[Material provided]
- - -

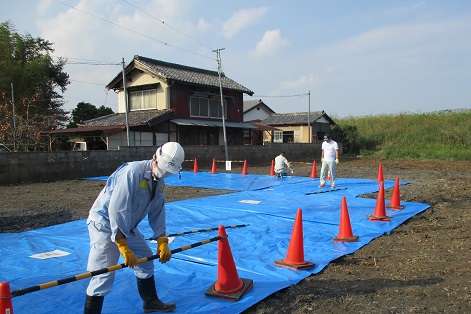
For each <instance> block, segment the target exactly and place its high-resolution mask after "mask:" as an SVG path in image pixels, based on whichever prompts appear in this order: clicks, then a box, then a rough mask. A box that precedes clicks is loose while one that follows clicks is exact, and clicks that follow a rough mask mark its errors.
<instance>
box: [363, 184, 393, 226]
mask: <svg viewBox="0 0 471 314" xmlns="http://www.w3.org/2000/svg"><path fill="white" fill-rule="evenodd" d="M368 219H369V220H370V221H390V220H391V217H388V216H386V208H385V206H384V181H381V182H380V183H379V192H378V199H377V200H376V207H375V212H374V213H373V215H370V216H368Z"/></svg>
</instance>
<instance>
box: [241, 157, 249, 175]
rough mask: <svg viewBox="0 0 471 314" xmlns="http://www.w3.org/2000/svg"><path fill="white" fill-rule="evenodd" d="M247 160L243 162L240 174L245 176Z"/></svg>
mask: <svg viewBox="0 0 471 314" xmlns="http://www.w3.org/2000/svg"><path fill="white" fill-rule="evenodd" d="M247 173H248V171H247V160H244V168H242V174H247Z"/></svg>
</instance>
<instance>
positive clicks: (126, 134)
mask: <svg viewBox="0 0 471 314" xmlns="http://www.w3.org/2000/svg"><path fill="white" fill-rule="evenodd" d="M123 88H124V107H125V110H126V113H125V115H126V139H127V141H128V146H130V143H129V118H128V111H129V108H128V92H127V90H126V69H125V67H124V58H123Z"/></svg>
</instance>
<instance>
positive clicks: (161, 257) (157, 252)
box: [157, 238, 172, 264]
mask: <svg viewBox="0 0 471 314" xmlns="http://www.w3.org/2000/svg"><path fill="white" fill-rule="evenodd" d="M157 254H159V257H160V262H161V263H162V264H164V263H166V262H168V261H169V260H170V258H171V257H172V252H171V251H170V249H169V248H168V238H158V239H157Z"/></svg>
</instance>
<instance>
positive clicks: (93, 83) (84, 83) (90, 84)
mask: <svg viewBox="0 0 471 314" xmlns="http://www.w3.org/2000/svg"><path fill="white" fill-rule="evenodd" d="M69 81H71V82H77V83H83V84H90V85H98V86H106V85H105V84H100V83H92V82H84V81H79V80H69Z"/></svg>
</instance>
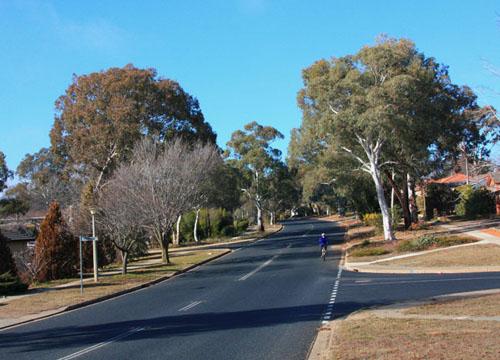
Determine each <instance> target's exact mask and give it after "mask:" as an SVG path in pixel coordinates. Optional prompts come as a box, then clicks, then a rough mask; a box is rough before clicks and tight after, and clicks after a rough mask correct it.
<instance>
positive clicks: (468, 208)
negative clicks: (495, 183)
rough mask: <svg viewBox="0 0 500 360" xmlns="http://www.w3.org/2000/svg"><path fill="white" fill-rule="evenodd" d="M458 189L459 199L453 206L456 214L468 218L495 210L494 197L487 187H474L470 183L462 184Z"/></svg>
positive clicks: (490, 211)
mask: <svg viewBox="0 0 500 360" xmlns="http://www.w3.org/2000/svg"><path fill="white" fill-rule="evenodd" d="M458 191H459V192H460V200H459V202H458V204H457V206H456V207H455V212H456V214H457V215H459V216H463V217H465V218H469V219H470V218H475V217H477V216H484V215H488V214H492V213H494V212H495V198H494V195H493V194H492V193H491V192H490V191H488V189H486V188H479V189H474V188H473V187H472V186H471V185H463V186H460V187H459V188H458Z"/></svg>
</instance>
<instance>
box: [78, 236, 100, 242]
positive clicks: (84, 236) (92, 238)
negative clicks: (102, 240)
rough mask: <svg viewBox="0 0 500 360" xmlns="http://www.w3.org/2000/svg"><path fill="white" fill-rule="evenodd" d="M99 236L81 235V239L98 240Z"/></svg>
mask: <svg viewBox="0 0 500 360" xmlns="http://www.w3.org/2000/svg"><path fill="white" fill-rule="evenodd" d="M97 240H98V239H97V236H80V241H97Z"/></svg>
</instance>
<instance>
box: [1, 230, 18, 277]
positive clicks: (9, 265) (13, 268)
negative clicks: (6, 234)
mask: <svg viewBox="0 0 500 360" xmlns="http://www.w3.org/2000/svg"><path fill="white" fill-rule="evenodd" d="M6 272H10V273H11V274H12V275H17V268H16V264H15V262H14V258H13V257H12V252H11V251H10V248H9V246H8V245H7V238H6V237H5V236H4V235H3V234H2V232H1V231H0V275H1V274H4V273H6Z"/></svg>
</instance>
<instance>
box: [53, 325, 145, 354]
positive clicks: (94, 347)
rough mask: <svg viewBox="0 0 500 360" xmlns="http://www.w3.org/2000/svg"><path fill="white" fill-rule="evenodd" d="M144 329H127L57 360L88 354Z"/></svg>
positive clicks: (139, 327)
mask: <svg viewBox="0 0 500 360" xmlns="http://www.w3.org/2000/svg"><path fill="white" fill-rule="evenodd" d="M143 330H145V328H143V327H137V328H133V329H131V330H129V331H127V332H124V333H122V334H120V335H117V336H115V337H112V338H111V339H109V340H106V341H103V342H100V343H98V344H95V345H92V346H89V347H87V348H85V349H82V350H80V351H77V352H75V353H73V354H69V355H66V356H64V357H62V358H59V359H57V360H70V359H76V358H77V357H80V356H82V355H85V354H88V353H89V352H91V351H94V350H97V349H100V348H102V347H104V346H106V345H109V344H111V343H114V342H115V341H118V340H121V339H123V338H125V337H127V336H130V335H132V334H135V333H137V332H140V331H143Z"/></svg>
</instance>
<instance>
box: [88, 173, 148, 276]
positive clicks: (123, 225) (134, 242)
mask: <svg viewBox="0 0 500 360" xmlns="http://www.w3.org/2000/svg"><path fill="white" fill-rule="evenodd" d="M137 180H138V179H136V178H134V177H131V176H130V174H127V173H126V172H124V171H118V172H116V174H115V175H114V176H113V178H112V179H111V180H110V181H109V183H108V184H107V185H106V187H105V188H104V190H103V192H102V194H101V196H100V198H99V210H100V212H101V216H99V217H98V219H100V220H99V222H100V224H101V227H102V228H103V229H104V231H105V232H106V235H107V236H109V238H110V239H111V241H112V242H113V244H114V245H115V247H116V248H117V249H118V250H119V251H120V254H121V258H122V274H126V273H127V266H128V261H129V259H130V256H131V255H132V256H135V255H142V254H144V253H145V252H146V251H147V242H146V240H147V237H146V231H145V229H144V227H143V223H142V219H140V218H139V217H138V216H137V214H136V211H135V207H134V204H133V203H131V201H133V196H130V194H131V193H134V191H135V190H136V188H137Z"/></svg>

- - -

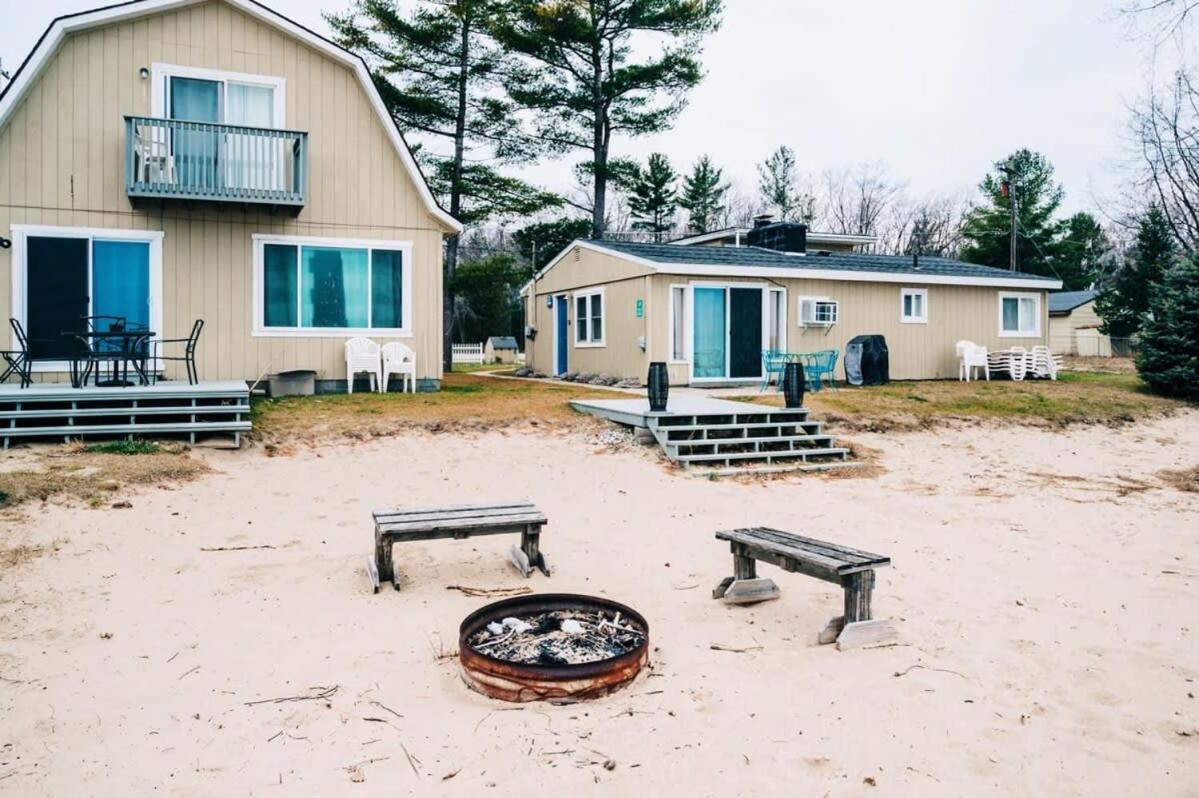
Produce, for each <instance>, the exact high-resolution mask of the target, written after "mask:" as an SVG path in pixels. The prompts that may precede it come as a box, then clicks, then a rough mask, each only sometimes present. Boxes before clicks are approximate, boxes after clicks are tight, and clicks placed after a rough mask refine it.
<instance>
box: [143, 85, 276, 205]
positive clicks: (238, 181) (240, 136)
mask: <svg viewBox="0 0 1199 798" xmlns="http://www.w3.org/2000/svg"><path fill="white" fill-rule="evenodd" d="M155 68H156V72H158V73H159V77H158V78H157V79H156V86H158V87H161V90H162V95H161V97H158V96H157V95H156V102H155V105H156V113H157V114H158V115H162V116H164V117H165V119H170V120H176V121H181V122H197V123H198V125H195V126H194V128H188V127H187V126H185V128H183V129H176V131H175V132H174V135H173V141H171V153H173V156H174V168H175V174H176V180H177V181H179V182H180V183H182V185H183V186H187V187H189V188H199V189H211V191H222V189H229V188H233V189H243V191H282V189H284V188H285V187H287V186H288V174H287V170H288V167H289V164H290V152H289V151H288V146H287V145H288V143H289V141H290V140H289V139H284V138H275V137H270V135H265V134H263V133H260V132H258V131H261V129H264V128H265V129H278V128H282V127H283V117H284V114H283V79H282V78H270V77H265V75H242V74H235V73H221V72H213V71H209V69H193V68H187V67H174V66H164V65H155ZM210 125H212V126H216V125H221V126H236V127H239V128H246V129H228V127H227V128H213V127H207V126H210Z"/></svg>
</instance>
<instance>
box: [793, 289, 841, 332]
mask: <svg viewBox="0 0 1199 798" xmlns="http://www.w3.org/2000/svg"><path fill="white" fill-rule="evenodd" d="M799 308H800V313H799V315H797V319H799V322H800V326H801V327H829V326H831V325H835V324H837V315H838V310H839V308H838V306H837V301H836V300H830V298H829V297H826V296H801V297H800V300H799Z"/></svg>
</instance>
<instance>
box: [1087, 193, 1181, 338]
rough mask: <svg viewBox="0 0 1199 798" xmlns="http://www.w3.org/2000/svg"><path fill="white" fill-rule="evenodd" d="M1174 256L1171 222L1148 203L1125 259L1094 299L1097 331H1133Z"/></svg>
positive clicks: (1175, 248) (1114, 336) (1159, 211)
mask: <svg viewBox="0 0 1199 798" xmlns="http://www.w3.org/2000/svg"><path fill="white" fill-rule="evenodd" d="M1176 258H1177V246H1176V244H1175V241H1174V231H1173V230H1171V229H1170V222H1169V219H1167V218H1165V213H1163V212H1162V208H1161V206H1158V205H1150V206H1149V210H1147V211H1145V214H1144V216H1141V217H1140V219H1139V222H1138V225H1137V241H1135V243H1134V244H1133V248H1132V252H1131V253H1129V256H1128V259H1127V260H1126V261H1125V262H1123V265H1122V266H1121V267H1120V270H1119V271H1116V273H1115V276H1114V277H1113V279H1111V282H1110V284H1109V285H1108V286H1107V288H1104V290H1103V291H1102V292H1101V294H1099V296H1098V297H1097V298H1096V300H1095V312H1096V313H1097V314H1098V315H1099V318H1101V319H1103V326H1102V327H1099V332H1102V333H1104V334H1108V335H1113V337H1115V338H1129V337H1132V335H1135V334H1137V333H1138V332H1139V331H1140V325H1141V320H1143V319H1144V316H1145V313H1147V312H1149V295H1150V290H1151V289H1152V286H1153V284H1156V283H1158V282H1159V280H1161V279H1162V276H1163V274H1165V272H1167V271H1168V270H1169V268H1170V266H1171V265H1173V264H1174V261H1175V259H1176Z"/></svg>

- - -

[Task prompt] Locate each line in the listing that contains the word "negative" and copy those lines in full.

[Answer section]
negative clicks: (495, 183)
negative clicks: (102, 240)
negative clicks: (6, 234)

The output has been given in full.